Render each line of the records below as a JSON array of strings, one string per line, with blank lines omitted.

═════ Listed entries ═════

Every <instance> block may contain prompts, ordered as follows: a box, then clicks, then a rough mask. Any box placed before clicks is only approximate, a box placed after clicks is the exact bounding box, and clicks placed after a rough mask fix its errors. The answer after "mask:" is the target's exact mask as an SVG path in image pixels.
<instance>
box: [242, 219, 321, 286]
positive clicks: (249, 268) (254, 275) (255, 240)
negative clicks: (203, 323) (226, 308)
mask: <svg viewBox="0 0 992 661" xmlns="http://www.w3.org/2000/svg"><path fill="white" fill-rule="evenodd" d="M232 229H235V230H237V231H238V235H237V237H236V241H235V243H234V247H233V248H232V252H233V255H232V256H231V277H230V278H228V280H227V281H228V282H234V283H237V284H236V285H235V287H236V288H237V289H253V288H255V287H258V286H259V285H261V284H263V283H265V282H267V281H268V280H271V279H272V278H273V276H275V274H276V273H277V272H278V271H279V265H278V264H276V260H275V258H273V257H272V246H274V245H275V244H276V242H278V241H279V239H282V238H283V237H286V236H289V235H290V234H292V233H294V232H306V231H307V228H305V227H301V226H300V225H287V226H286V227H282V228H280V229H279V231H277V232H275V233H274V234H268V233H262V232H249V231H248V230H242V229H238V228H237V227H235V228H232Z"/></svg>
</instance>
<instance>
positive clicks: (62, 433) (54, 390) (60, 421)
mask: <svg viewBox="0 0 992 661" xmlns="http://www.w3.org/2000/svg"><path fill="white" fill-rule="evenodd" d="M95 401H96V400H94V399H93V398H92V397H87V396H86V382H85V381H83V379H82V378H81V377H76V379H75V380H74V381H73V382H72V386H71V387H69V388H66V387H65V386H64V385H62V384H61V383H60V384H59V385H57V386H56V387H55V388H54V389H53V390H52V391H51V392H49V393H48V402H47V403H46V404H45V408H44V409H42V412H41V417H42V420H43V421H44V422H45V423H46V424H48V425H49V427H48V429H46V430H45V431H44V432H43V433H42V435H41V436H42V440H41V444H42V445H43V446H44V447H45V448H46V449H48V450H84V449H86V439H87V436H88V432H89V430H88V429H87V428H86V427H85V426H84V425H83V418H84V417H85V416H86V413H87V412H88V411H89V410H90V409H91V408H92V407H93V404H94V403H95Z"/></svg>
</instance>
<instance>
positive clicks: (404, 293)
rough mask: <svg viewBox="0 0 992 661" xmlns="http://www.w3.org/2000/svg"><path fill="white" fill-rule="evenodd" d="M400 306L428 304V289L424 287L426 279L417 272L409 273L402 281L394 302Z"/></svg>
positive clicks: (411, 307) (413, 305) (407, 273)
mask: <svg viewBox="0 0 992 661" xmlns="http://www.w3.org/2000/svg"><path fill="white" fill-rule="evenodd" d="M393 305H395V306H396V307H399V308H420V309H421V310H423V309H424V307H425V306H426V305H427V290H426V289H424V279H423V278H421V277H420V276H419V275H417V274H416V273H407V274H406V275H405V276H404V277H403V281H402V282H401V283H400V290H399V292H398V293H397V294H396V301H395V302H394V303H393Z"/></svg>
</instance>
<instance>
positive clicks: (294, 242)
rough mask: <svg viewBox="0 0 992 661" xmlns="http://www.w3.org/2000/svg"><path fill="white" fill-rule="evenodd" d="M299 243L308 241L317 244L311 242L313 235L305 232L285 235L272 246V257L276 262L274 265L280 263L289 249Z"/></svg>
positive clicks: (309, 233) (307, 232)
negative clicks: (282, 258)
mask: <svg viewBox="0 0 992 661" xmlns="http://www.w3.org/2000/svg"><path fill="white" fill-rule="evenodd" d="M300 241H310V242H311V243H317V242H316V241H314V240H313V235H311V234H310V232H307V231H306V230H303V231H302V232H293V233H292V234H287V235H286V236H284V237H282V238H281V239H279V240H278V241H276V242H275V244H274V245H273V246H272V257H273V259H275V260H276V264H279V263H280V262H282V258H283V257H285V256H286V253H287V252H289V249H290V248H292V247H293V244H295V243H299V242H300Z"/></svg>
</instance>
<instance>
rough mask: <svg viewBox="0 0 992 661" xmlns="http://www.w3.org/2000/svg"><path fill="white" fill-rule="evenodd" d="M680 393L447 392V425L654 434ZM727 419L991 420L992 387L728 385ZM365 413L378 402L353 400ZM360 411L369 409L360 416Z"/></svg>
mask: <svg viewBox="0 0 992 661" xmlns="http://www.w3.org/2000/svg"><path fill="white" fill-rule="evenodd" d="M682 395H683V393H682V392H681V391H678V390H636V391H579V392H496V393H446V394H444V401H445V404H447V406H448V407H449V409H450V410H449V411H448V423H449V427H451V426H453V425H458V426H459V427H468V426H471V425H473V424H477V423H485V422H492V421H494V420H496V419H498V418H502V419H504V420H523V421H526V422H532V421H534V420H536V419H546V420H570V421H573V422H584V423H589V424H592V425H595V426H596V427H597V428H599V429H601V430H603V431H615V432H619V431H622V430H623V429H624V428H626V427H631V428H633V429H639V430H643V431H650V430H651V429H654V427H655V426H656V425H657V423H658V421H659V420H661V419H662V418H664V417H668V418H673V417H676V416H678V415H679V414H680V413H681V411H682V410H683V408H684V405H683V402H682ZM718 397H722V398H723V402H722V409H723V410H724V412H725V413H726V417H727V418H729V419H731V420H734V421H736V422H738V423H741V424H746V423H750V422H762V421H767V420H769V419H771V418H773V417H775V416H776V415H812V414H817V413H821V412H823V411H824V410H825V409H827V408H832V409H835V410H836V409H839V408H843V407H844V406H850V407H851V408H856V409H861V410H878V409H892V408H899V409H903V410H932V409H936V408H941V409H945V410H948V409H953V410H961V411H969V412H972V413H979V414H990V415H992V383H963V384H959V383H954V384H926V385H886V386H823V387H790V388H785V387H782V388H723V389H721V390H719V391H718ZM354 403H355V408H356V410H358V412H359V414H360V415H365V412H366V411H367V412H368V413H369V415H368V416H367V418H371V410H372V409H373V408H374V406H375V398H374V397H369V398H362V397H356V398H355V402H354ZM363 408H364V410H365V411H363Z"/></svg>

═════

§ Answer to the exercise
[
  "Every <instance> block may contain prompts, ordered as follows: a box, then clicks, then a rough mask. Any box placed before clicks is only approximate, a box placed after clicks is the exact bounding box, and clicks placed after a rough mask fix its errors. The answer after \"mask:\" is the target's exact mask as an SVG path in image pixels.",
  "<instance>",
  "box: [242, 219, 321, 286]",
  "positive clicks: (249, 268) (254, 275) (255, 240)",
  "negative clicks: (203, 323) (226, 308)",
  "mask: <svg viewBox=\"0 0 992 661\" xmlns=\"http://www.w3.org/2000/svg\"><path fill=\"white\" fill-rule=\"evenodd\" d=\"M232 229H235V230H237V231H238V235H237V237H236V241H235V243H234V247H233V248H232V252H233V255H232V256H231V277H230V278H228V280H227V281H228V282H234V283H237V284H236V285H235V287H236V288H237V289H253V288H255V287H258V286H259V285H261V284H263V283H265V282H267V281H268V280H271V279H272V278H273V276H275V274H276V273H277V272H278V271H279V265H278V264H276V260H275V258H273V257H272V246H274V245H275V244H276V242H278V241H279V239H282V238H283V237H286V236H289V235H290V234H292V233H294V232H306V231H307V228H305V227H301V226H300V225H287V226H286V227H282V228H280V229H279V231H277V232H275V233H274V234H268V233H262V232H249V231H248V230H242V229H238V228H237V227H235V228H232Z\"/></svg>",
  "</instance>",
  "<instance>",
  "positive clicks: (62, 433) (54, 390) (60, 421)",
  "mask: <svg viewBox=\"0 0 992 661\" xmlns=\"http://www.w3.org/2000/svg\"><path fill=\"white\" fill-rule=\"evenodd\" d=\"M95 401H96V400H94V399H93V398H92V397H87V396H86V382H85V381H83V379H82V378H81V377H76V379H75V380H74V381H73V382H72V386H71V387H69V388H66V387H65V386H64V385H62V384H61V383H60V384H59V385H57V386H56V387H55V388H54V389H53V390H52V391H51V392H49V393H48V402H47V403H46V404H45V408H44V409H42V412H41V417H42V420H43V421H44V422H45V423H46V424H48V425H49V427H48V429H46V430H45V431H44V432H43V433H42V435H41V436H42V440H41V444H42V445H43V446H44V447H45V448H46V449H48V450H84V449H86V439H87V436H88V432H89V430H88V429H87V428H86V427H85V426H84V425H83V418H84V417H85V416H86V413H87V412H88V411H89V410H90V409H91V408H92V407H93V404H94V403H95Z\"/></svg>",
  "</instance>",
  "<instance>",
  "positive clicks: (404, 293)",
  "rough mask: <svg viewBox=\"0 0 992 661\" xmlns=\"http://www.w3.org/2000/svg\"><path fill=\"white\" fill-rule=\"evenodd\" d=\"M400 306L428 304V289L424 287L426 279L417 272L409 273L402 281L394 302Z\"/></svg>",
  "positive clicks: (411, 307) (413, 305) (407, 273)",
  "mask: <svg viewBox=\"0 0 992 661\" xmlns=\"http://www.w3.org/2000/svg\"><path fill=\"white\" fill-rule=\"evenodd\" d=\"M393 305H395V306H396V307H399V308H420V309H421V310H423V309H424V307H425V306H426V305H427V290H426V289H424V279H423V278H421V277H420V276H419V275H417V274H416V273H407V274H406V275H405V276H404V277H403V281H402V282H401V283H400V290H399V292H398V293H397V294H396V301H395V302H394V303H393Z\"/></svg>",
  "</instance>",
  "<instance>",
  "positive clicks: (294, 242)",
  "rough mask: <svg viewBox=\"0 0 992 661\" xmlns=\"http://www.w3.org/2000/svg\"><path fill=\"white\" fill-rule=\"evenodd\" d=\"M299 243L308 241L317 244L311 242L313 235L305 232L285 235L272 246V257L276 262L274 265L280 263L289 249Z\"/></svg>",
  "positive clicks: (309, 233) (307, 232)",
  "negative clicks: (282, 258)",
  "mask: <svg viewBox=\"0 0 992 661\" xmlns=\"http://www.w3.org/2000/svg\"><path fill=\"white\" fill-rule=\"evenodd\" d=\"M300 241H310V242H311V243H317V242H316V241H314V240H313V235H311V234H310V232H307V231H306V230H303V231H302V232H293V233H292V234H287V235H286V236H284V237H282V238H281V239H279V240H278V241H276V242H275V244H274V245H273V246H272V257H273V259H275V260H276V264H279V263H280V262H282V258H283V257H285V256H286V253H287V252H289V249H290V248H292V247H293V244H295V243H299V242H300Z\"/></svg>",
  "</instance>",
  "<instance>",
  "rough mask: <svg viewBox=\"0 0 992 661\" xmlns=\"http://www.w3.org/2000/svg\"><path fill=\"white\" fill-rule=\"evenodd\" d=\"M680 393L447 392V425L654 434ZM727 419L991 420L992 387L728 385ZM365 413L378 402L353 400ZM360 411L369 409L360 416Z\"/></svg>",
  "mask: <svg viewBox=\"0 0 992 661\" xmlns=\"http://www.w3.org/2000/svg\"><path fill=\"white\" fill-rule=\"evenodd\" d=\"M682 395H683V393H682V392H681V391H678V390H636V391H579V392H496V393H446V394H444V401H445V404H447V406H448V407H449V409H450V410H449V411H448V423H449V427H451V426H453V425H458V426H459V427H468V426H471V425H473V424H477V423H485V422H492V421H494V420H496V419H498V418H502V419H504V420H523V421H526V422H532V421H534V420H536V419H546V420H570V421H573V422H584V423H589V424H592V425H595V426H596V427H597V428H599V429H601V430H603V431H615V432H619V431H622V430H623V429H624V428H626V427H631V428H633V429H639V430H643V431H650V430H651V429H654V427H655V426H656V425H657V423H658V421H659V420H661V419H662V418H664V417H668V418H673V417H676V416H678V415H679V414H680V413H681V411H682V410H683V408H684V405H683V402H682ZM718 397H722V398H723V402H722V409H723V410H724V412H725V413H726V417H727V418H729V419H731V420H734V421H736V422H738V423H741V424H746V423H750V422H762V421H767V420H769V419H771V418H773V417H775V416H776V415H812V414H817V413H821V412H823V411H824V410H825V409H827V408H832V409H835V410H836V409H839V408H843V407H844V406H850V407H851V408H856V409H861V410H878V409H892V408H899V409H903V410H932V409H936V408H941V409H945V410H948V409H953V410H961V411H969V412H972V413H979V414H990V415H992V383H963V384H959V383H954V384H926V385H886V386H823V387H790V388H785V387H782V388H723V389H721V390H719V391H718ZM354 403H355V408H356V410H358V412H359V414H360V415H365V412H366V411H367V412H368V413H369V415H368V416H367V418H371V410H372V409H373V408H374V406H375V398H374V397H369V398H362V397H356V398H355V402H354ZM363 408H364V410H365V411H363Z\"/></svg>"
]